*TEXT SEGMENT*.
..........

Promises

Rick Waldron waldron.rick at gmail.com
Wed Nov 14 10:13:35 PST 2012


On Wed, Nov 14, 2012 at 12:48 PM, Mark S. Miller <erights at google.com> wrote:

>
>
>
> On Wed, Nov 14, 2012 at 9:28 AM, Rick Waldron <waldron.rick at gmail.com>wrote:
>
>>
>>
>>
>> On Wed, Nov 14, 2012 at 11:25 AM, Domenic Denicola <
>> domenic at domenicdenicola.com> wrote:
>>
>>>  Why go purposefully against the existing terminology of the JavaScript
>>> ecosystem? Just say “deferred” where you have “promise” and “promise” where
>>> you have “future” and you avoid needless confusion and conflict.
>>>
>>
>> It's true that the terminology exists in JS, but it's been identified
>> that these terms may have been misappropriated.
>>
>
> "misappropriated"? What do you mean?

..........

*OBJECTIVES*.
1: Rewrite the paragraph in the promises email thread that begins "Why go purposefully against" more briefly, keeping its main facts.
2: According to the promises email thread, why does Domenic Denicola want "deferred" used where the writer has "promise" and "promise" where the writer has "future"?
3: In the promises email thread, which word does Mark S. Miller ask Rick Waldron to explain?
The entries that come next are from a different source than the email thread.

*ENTRIES PROVIDED*.
..........

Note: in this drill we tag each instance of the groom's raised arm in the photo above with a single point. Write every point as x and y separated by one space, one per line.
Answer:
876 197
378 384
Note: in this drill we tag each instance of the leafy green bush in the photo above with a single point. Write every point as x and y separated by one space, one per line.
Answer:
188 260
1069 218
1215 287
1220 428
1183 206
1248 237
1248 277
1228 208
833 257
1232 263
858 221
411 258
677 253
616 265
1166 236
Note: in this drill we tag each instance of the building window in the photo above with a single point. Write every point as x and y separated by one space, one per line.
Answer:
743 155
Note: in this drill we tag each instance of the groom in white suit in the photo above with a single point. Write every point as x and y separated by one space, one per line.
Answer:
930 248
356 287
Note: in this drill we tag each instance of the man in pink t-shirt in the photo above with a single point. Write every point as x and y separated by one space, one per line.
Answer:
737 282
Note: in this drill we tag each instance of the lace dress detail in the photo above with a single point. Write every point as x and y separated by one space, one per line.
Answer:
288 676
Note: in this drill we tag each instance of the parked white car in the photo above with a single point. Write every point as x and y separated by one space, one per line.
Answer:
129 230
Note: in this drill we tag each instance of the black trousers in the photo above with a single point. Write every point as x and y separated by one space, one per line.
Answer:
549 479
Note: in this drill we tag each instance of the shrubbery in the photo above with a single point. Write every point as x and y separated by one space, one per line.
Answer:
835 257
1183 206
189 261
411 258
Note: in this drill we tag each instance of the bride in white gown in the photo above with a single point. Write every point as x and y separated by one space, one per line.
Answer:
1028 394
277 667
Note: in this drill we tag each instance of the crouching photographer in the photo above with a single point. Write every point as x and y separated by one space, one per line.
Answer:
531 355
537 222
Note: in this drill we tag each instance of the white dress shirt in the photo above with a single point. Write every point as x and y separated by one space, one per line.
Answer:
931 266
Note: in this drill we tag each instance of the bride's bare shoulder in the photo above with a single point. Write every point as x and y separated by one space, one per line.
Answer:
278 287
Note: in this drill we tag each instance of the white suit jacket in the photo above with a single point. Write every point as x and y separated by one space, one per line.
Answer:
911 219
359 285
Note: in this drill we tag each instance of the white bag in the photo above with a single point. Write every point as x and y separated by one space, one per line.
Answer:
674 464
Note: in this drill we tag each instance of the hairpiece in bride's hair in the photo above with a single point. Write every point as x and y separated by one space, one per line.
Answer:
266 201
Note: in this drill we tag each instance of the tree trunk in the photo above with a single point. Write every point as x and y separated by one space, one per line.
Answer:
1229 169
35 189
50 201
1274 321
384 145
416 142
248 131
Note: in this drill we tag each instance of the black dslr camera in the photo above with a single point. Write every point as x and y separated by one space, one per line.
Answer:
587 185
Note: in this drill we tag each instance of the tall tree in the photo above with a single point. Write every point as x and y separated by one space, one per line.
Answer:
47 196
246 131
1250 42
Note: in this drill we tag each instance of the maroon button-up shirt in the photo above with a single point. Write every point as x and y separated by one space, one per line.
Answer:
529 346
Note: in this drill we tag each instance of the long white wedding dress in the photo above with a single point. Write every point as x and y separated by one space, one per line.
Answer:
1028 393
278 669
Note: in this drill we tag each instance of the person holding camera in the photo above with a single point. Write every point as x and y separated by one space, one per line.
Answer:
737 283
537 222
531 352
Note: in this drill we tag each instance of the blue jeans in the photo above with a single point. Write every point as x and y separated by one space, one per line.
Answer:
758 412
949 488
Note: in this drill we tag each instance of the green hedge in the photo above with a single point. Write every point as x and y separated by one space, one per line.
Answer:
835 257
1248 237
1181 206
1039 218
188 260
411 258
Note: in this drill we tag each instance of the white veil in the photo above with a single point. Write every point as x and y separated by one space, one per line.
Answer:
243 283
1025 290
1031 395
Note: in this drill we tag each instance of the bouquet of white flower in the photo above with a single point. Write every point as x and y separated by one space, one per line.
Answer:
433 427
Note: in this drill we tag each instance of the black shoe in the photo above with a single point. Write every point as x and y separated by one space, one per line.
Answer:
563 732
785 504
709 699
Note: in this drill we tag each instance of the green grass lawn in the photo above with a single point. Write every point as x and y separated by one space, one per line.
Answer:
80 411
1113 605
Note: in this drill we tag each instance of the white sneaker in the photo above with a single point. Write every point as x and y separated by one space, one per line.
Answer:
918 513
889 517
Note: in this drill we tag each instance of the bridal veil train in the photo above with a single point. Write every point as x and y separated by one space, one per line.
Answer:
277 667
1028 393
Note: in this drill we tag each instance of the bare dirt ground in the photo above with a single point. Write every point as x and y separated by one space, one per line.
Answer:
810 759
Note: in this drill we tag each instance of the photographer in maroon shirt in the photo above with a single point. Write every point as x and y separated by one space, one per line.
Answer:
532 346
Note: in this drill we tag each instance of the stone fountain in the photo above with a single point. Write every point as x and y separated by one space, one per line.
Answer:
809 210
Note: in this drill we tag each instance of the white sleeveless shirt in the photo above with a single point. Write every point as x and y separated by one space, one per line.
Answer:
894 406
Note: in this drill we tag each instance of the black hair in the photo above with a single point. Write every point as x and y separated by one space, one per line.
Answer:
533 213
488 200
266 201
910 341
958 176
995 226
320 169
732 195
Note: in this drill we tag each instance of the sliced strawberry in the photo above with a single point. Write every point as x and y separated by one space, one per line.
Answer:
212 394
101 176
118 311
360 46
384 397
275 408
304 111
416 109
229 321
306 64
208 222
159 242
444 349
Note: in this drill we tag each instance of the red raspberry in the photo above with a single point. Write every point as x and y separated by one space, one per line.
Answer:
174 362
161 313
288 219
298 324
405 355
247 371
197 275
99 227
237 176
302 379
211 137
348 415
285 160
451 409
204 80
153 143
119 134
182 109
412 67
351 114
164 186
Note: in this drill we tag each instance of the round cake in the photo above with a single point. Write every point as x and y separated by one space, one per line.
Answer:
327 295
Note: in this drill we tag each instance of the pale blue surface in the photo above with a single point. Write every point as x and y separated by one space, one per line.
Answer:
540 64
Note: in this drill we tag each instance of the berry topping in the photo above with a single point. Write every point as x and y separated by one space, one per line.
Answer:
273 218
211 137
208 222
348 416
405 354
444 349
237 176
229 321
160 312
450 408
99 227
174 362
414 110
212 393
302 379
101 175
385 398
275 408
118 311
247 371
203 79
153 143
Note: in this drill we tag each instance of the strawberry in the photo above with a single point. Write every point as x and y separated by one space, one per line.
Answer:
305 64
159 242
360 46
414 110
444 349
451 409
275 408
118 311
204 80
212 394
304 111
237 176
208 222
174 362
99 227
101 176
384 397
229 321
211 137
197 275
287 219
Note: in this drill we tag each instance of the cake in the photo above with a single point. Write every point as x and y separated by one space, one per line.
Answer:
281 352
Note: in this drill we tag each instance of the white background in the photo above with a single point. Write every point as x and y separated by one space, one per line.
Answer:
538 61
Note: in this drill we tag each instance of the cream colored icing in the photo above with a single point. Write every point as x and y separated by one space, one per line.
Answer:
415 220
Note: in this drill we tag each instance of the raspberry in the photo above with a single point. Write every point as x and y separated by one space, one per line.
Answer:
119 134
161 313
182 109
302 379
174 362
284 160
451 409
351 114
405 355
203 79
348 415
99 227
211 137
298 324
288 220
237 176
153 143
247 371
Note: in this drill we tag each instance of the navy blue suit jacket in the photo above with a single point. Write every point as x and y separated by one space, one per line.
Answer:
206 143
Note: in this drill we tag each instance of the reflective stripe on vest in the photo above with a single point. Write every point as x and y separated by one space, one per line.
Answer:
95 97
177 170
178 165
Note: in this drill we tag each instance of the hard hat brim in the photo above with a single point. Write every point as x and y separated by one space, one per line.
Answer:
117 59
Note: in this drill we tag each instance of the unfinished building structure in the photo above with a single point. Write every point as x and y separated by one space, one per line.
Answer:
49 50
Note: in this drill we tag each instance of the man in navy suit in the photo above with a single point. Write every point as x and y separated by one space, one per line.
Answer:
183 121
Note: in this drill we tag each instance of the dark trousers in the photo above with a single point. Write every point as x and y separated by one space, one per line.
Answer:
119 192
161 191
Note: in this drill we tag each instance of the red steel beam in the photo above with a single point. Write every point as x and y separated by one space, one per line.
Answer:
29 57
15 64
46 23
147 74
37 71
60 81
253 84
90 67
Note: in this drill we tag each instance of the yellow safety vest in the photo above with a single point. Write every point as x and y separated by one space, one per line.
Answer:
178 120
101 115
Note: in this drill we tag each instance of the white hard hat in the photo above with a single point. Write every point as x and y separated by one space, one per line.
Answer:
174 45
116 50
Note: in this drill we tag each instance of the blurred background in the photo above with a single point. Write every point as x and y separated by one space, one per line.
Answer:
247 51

..........

*SOLUTIONS FOR EACH TASK*.
1: Why break with the JavaScript ecosystem's existing terms? Using "deferred" for "promise" and "promise" for "future" would avoid needless confusion and conflict.

2: These terms already exist in the JavaScript ecosystem, and following them would avoid needless confusion and conflict.

3: He asks about "misappropriated."